Sometimes a Prime Minister or a senior leader has what is, despite the complexities, an essentially simple choice to make: yes or no, in or out. For instance, Gordon Brown kept the UK out of the Euro: Blair was broadly pro entry but not strongly enough to overrule him. Even more pertinently, Harold Wilson resisted all pressure from Lyndon Johnson to send British forces to the Vietnam War, despite the fact that the Australian and New Zealand Governments had both joined in. The US Government did not need the forces of those countries in a military sense, it wanted them for a political reason, to show solidarity and support for its policy. Similarly, Blair's conception of our alliance with the US was that we had to join the invasion of Iraq to show our absolute commitment to it, especially so soon after 9/11. This was not the only reason for his decision but it was an important one.

Here is a striking comparison. Who do you think is speaking here ?
▬▬▬▬▬▬
• **EXERCISE BRIEF**:
Answer these questions about the passage on prime ministers' yes-or-no choices:
(a) Who kept the UK out of the Euro?
(b) Which two governments joined the Vietnam War even though Harold Wilson refused to send British forces?
(c) What did Blair believe joining the invasion of Iraq would show?

[Dataset items]
▬▬▬▬▬▬
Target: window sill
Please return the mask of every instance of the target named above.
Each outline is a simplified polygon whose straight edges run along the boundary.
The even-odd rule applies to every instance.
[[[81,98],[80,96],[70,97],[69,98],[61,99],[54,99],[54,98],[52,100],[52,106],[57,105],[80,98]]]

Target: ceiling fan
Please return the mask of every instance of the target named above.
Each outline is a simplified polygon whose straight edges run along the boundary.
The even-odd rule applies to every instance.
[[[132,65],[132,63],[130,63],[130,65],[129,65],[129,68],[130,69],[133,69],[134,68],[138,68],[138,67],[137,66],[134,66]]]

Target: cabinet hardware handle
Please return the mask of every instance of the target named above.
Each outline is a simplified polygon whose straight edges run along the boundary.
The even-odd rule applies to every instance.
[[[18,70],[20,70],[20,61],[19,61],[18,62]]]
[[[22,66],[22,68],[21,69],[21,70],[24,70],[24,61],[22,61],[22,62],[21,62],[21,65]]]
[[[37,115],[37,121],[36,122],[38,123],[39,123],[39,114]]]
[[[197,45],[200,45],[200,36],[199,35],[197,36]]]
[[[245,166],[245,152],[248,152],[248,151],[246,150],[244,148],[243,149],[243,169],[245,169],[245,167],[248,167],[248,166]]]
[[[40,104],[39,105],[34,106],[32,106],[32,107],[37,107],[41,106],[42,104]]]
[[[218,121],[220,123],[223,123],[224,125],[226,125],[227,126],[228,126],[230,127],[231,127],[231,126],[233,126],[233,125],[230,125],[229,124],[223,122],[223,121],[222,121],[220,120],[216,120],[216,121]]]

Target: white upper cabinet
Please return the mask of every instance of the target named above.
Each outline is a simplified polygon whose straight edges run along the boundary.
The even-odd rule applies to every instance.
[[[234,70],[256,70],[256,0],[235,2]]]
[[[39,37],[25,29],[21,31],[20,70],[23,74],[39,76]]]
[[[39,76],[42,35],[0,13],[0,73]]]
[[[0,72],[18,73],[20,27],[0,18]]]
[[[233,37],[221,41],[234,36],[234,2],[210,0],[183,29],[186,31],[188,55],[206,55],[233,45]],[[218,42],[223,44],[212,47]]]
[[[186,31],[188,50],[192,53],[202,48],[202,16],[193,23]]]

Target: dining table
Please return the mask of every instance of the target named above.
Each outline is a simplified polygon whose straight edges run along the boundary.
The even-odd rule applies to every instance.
▬▬▬▬▬▬
• **TASK SOLUTION**:
(a) Gordon Brown
(b) The Australian and New Zealand Governments
(c) Britain's absolute commitment to its alliance with the US